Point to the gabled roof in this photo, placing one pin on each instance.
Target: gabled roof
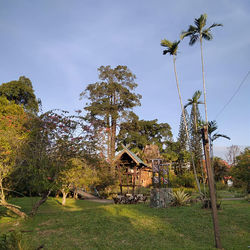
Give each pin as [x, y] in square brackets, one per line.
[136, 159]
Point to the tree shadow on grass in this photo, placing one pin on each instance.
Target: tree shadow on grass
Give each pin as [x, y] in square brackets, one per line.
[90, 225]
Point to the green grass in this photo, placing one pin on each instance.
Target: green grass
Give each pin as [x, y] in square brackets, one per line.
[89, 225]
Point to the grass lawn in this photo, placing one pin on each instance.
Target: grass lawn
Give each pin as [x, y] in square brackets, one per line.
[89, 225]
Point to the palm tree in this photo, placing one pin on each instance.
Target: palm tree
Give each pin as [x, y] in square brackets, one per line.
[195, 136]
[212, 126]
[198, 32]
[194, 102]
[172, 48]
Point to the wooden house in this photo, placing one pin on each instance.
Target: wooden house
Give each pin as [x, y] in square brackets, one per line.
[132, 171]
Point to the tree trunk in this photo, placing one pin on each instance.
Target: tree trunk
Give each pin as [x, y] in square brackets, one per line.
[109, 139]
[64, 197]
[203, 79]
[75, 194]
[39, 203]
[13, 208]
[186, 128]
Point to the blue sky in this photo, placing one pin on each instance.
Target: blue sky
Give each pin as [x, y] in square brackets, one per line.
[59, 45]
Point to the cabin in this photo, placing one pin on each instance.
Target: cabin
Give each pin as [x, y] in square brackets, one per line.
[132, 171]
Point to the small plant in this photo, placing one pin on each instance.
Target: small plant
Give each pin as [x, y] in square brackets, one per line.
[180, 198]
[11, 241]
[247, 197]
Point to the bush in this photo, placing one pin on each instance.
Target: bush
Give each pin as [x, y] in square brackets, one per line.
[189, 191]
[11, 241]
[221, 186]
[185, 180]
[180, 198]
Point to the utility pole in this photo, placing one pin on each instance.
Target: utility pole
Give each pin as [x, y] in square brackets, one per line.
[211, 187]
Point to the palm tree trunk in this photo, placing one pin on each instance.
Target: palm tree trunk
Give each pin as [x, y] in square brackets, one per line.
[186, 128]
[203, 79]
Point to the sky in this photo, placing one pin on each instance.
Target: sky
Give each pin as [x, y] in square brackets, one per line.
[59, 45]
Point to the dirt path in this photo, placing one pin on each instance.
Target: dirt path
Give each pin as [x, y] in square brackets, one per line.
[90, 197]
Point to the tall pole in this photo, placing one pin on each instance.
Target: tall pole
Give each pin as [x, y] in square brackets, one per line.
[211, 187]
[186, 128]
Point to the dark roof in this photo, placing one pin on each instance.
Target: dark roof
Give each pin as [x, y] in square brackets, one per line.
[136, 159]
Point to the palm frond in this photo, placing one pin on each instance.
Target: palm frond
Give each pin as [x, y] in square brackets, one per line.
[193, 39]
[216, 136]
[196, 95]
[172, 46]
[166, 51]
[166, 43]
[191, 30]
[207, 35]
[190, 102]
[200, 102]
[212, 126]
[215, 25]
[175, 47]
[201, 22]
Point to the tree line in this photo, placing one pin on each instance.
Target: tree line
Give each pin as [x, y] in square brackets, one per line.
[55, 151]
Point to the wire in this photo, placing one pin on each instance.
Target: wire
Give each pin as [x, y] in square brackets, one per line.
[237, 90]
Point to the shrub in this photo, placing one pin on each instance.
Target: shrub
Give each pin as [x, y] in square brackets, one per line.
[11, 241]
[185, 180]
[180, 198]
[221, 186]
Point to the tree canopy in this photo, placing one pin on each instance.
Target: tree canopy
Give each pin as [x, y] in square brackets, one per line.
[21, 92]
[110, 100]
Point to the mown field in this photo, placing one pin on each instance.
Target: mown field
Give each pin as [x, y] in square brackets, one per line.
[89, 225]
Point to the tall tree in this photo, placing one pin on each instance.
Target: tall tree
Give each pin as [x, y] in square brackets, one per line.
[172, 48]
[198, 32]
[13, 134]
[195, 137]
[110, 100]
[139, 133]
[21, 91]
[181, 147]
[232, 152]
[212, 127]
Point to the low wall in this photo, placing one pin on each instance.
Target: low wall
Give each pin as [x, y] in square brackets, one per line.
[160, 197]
---+---
### Aim of the exercise
The lines above from the one containing "Point to the wooden" through the one containing "Target: blue sky" are to be set down exactly, and no others.

### Exercise answer
Point to the wooden house in this photo, placing one pin on each instance.
Target: wooden house
Give each pin as [x, y] in square brackets, one per line.
[132, 171]
Point to the tree trunk in this photo, placing one pin on each instance.
Target: tree trunk
Give each pin as [x, y] in square brackets, one per line.
[109, 139]
[64, 197]
[203, 79]
[75, 194]
[39, 203]
[13, 208]
[186, 128]
Point to the blue sky in this photo, placing one pin on each instance.
Target: blue sky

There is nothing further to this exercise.